* **Work instructions**
List each line of the data items below that contains the word "belongs".

[Data items]
__________

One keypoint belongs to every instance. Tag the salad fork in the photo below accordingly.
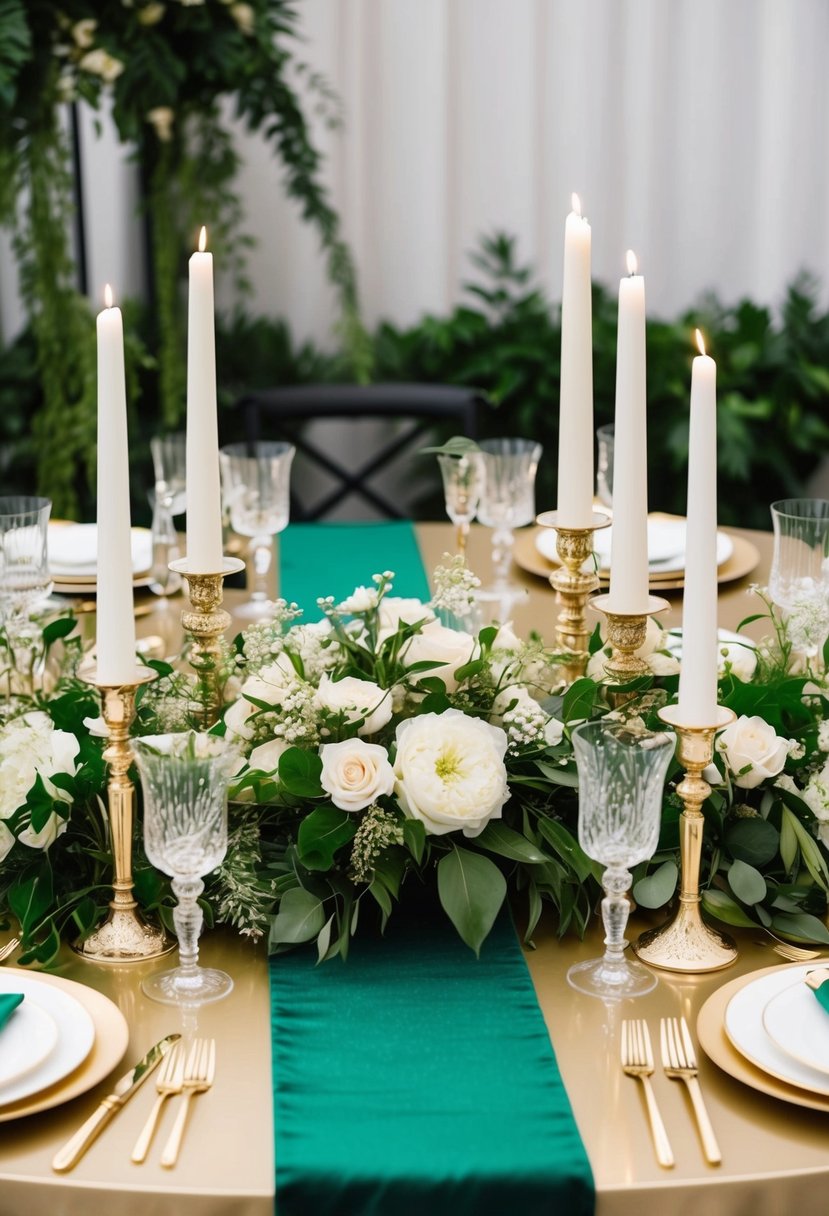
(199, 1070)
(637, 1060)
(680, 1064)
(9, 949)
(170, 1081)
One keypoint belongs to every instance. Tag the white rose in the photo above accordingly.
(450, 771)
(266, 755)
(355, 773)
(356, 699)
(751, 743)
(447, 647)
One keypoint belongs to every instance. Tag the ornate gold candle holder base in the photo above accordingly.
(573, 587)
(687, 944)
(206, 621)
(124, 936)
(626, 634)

__________

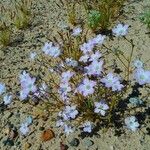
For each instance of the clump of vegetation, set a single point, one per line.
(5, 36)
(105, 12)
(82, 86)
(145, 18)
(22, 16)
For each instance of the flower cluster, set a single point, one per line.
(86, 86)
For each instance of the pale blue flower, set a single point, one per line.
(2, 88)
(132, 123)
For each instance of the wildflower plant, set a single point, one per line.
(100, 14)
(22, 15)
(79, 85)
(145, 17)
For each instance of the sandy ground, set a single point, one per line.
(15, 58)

__________

* **The reply**
One keypoint belongs to every instance. Tag the salad fork in the photo below accordingly.
One keypoint belongs to every instance. Tag the white rose in the photo above accordingly.
One keypoint belongs to every instance. Tag the ornate gold candle holder base in the photo above accordingly.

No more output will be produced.